━━━ 本文
患者が眠気を訴えてきた
【Q】
初めて入院する患者さんが、抗精神病薬の服薬を開始したら眠気を訴えるようになりました。どのようにかかわったらよいでしょうか。
【A】
抗精神病薬の多くは、ヒスタミンH1受容体の遮断作用をもっています。この作用とノルアドレナリンα1受容体遮断作用が、抗精神病薬の鎮静-睡眠と関係していると考えられています。なお、常用量でアドレナリンα1、ヒスタミンH1の両受容体を遮断する作用が強いとされている薬剤は、クロルプロマジン(ウインタミン、コントミン)、レボメプロマジン(ヒルナミン、レボトミン)、クエチアピンフマル酸塩(セロクエル)です。
眠気は、抗精神病薬の服薬初期に出現しやすく、2週間以内にはほとんどの患者さんがこの副作用を体験していると思います。眠気、傾眠の程度がより強くなったのが過鎮静と呼ばれる状態です。薬物療法の開始後早期に眠気を訴えることは、薬物の効果が現れはじめた証拠と、過去には肯定的に考えられていました。大量投与による過鎮静でなければ減薬せずに経過を見るのが一般的だったのです。時間の経過とともに次第に薬になれてくるようで眠気が弱くなることもありました。
━━━━━━
課題一覧:
a: 常用量でアドレナリンα1とヒスタミンH1の両受容体を遮断する作用が強いとされている薬剤を、本文からすべて挙げよ。かっこ内の名称も添えること。
b: 本文の「患者が眠気を訴えてきた」から「マル酸塩(セロクエル)です。」までを、そのまま書き写せ。
c: 本文について次の問いに答えよ。
(i) 抗精神病薬の多くがもつ遮断作用は、何という受容体に対するものか。
(ii) 眠気や傾眠の程度がより強くなった状態は、何と呼ばれるか。
(iii) 大量投与による過鎮静でない場合、過去には一般にどう対応していたか。
行のデータは使わなくてよい。
━━━ 提供データ
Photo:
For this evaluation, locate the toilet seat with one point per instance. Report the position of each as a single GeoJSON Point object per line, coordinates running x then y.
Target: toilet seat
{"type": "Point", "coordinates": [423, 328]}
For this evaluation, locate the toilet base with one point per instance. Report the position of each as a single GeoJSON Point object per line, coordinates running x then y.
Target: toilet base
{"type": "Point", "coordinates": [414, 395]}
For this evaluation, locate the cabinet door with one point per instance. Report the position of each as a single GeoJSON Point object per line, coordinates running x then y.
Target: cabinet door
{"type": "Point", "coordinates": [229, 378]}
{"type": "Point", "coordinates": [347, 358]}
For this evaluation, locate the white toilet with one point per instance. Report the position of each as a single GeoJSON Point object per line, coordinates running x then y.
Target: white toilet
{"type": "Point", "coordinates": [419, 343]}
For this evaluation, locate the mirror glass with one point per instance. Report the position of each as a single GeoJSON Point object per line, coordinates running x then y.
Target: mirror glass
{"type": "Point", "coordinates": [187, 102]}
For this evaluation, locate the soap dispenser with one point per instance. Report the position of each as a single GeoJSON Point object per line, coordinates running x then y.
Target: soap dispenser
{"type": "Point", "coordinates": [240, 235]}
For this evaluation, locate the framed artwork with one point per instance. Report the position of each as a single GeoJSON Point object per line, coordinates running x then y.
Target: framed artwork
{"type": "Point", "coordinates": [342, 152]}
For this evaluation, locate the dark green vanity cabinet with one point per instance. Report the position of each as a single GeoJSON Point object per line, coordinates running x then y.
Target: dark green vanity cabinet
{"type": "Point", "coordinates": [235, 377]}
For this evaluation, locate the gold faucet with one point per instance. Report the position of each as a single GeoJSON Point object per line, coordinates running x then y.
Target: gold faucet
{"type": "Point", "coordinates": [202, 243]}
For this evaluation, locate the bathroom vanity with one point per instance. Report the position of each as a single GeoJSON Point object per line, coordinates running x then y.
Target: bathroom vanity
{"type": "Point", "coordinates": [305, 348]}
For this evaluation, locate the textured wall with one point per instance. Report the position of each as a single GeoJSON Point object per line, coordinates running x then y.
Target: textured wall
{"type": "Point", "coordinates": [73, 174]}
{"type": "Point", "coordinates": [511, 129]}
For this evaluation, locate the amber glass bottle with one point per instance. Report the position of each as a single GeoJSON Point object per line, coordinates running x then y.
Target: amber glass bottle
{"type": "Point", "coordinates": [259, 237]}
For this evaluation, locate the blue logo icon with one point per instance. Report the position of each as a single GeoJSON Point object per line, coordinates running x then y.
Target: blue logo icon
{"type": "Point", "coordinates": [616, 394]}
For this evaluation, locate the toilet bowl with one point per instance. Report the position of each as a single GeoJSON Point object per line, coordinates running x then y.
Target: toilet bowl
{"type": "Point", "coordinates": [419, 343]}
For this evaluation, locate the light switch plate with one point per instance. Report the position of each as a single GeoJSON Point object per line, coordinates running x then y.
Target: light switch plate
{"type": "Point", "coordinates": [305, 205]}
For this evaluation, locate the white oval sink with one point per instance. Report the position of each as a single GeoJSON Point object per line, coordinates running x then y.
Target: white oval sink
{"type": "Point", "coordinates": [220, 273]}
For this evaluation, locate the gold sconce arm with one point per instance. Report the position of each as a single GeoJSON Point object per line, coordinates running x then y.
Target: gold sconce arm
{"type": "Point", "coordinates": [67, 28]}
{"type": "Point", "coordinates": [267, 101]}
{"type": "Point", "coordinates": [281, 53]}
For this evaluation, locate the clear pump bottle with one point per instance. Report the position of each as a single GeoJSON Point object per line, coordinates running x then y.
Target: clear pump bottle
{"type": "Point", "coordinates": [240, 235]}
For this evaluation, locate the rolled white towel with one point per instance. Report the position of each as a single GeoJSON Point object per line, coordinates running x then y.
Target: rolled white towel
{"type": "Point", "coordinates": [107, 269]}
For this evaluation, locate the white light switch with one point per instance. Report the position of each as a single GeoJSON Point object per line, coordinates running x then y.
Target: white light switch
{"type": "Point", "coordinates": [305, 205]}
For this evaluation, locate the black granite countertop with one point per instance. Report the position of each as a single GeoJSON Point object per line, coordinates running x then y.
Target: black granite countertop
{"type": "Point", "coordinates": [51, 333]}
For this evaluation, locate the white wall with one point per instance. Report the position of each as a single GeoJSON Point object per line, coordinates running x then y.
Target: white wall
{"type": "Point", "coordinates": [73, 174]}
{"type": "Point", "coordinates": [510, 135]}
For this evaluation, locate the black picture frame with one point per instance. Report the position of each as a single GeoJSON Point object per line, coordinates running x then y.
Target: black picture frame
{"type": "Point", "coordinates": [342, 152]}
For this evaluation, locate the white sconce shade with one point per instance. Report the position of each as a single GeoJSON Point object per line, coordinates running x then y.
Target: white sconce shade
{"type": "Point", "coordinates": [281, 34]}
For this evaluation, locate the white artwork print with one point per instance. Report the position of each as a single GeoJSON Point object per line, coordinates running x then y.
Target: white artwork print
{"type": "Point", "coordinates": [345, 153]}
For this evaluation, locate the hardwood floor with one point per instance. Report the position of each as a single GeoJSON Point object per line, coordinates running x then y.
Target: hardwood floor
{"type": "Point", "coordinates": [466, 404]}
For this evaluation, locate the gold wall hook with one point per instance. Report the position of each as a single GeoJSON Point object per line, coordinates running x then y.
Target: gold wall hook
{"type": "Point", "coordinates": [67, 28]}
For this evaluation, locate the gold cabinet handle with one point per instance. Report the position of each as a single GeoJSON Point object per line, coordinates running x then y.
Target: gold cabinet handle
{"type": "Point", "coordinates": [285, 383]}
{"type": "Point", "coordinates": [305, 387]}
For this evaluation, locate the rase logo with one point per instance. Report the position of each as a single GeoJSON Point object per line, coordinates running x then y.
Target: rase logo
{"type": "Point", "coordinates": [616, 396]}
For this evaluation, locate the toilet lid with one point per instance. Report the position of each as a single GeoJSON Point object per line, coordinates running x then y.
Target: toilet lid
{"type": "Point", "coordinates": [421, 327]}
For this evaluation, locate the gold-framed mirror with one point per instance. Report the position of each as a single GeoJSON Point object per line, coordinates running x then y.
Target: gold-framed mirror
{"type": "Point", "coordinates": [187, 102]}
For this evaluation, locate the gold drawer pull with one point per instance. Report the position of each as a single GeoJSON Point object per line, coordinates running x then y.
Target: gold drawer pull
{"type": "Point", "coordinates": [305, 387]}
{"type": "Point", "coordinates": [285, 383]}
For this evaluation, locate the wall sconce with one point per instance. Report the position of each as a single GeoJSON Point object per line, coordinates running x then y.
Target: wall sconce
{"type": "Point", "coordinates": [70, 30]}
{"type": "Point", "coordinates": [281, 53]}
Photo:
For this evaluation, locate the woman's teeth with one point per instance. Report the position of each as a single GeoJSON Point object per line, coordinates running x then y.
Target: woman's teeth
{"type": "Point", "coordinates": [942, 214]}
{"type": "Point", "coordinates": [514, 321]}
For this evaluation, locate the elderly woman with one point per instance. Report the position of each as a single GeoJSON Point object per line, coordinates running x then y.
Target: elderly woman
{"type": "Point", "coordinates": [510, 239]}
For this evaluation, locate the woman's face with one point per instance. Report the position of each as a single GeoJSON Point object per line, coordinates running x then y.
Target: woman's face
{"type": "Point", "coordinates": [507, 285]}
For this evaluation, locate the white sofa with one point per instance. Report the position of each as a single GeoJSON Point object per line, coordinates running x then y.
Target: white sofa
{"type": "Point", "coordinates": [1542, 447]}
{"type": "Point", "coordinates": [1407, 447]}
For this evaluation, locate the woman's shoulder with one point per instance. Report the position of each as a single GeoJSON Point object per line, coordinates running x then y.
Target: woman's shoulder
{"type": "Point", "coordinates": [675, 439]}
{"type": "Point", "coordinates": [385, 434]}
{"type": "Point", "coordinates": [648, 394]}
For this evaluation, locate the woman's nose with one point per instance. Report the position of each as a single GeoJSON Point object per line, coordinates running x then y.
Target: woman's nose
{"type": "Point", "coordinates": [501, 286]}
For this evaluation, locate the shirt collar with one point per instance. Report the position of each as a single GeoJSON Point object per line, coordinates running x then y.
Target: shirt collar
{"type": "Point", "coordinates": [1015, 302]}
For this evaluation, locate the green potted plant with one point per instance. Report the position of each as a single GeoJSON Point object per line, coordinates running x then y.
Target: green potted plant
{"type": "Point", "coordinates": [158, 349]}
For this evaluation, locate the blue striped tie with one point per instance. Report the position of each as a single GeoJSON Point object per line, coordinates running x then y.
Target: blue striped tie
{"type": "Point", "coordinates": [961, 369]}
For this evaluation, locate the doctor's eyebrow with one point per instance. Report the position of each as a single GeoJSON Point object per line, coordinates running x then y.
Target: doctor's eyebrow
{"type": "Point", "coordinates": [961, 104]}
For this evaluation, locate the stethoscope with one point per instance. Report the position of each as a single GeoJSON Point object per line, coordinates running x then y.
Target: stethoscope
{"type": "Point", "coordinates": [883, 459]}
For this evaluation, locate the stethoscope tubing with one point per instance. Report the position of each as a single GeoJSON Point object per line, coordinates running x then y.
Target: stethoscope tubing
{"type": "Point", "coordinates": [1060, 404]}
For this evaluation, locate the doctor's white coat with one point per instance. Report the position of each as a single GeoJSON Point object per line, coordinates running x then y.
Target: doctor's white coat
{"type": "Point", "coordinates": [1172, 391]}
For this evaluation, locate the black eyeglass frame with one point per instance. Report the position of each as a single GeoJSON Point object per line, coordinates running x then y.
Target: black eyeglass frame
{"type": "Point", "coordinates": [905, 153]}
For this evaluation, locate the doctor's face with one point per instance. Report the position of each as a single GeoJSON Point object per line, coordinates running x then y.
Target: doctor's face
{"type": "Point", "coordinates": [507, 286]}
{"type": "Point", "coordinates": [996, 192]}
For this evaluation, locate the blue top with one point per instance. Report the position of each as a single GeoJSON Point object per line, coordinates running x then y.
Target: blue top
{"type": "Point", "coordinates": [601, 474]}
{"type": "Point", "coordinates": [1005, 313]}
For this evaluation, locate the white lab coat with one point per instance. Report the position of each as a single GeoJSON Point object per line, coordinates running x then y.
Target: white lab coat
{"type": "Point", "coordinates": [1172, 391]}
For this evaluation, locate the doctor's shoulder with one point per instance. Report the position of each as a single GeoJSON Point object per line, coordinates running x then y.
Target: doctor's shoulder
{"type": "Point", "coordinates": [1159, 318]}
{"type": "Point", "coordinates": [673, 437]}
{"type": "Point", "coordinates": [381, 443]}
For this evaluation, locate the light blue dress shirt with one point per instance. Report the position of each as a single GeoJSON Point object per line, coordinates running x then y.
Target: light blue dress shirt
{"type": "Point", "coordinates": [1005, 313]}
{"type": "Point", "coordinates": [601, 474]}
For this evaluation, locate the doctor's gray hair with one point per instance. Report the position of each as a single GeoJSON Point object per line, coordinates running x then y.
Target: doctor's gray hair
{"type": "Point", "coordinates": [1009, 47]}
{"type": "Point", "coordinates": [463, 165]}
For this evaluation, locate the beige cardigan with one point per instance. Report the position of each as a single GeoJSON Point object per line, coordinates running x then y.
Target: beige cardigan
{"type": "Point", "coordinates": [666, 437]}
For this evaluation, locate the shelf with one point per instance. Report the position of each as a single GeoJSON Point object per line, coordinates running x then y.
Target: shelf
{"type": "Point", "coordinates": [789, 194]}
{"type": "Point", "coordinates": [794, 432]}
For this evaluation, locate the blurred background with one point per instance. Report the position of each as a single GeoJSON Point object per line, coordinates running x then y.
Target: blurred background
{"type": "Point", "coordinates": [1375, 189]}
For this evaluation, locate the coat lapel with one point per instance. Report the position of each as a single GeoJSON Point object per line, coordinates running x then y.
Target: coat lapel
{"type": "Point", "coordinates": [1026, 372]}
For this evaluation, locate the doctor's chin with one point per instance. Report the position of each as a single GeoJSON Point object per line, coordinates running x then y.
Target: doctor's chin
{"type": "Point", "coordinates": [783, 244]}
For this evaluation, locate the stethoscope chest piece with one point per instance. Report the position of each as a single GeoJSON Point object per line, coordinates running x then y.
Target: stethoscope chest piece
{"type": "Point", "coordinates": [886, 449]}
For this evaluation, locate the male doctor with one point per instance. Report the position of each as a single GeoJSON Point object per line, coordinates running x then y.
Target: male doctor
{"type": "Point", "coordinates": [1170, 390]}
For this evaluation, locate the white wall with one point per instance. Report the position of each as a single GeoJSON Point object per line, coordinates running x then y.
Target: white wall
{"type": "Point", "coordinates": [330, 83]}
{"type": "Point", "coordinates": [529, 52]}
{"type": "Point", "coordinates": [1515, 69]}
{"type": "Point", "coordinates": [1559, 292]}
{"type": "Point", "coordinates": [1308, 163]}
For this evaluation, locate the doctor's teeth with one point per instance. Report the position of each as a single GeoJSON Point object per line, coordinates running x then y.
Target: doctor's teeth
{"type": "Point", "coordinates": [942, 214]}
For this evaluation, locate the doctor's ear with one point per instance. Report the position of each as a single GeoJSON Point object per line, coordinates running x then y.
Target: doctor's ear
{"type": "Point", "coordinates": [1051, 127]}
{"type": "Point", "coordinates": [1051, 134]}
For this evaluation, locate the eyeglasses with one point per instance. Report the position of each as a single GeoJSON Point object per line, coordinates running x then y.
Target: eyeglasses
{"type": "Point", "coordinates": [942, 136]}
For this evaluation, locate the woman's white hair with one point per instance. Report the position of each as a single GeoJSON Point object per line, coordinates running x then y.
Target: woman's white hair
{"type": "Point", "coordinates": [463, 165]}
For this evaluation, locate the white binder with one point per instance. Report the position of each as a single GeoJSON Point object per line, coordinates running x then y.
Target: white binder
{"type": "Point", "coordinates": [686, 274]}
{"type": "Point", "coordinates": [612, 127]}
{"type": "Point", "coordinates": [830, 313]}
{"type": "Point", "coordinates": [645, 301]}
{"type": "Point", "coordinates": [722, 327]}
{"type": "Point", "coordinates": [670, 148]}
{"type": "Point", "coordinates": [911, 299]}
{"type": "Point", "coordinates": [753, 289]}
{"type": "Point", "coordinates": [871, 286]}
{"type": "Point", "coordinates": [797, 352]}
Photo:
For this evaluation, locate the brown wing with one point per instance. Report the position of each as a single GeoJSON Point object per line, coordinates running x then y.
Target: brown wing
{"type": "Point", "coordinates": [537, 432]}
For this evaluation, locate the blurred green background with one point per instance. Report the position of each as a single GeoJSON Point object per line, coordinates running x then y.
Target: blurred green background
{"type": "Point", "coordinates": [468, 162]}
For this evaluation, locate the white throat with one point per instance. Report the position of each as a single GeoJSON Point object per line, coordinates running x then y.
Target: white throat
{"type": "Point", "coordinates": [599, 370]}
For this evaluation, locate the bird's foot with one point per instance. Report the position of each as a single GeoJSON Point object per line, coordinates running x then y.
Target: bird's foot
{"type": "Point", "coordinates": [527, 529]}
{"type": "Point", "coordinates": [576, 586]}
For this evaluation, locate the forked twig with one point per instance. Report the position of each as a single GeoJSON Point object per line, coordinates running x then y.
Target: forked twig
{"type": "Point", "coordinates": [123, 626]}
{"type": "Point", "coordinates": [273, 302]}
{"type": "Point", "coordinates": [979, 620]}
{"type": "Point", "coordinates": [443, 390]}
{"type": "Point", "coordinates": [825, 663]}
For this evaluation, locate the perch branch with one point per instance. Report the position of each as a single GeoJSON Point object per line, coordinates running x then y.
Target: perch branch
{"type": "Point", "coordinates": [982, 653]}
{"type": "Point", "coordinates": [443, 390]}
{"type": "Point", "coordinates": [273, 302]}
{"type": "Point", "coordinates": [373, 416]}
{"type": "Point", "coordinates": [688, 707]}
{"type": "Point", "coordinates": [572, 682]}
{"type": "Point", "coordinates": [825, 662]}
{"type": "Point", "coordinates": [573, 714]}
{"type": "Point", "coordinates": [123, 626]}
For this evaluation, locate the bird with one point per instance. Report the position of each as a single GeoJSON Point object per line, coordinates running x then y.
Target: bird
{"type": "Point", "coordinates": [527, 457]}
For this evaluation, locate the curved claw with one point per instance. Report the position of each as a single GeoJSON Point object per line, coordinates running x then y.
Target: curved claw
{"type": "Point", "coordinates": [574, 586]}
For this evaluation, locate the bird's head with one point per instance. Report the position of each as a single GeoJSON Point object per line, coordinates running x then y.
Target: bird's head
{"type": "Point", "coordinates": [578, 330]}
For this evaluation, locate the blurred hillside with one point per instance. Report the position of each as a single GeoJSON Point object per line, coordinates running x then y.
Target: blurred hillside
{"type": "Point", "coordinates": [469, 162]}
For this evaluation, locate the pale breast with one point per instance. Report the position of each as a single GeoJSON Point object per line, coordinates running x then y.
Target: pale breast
━━━━━━
課題への解答:
a:
クロルプロマジン(ウインタミン、コントミン)
レボメプロマジン(ヒルナミン、レボトミン)
クエチアピンフマル酸塩(セロクエル)

b:
患者が眠気を訴えてきた
【Q】
初めて入院する患者さんが、抗精神病薬の服薬を開始したら眠気を訴えるようになりました。どのようにかかわったらよいでしょうか。
【A】
抗精神病薬の多くは、ヒスタミンH1受容体の遮断作用をもっています。この作用とノルアドレナリンα1受容体遮断作用が、抗精神病薬の鎮静-睡眠と関係していると考えられています。なお、常用量でアドレナリンα1、ヒスタミンH1の両受容体を遮断する作用が強いとされている薬剤は、クロルプロマジン(ウインタミン、コントミン)、レボメプロマジン(ヒルナミン、レボトミン)、クエチアピンフマル酸塩(セロクエル)です。

c:
(i) ヒスタミンH1受容体
(ii) 過鎮静
(iii) 減薬せずに経過を見ていた。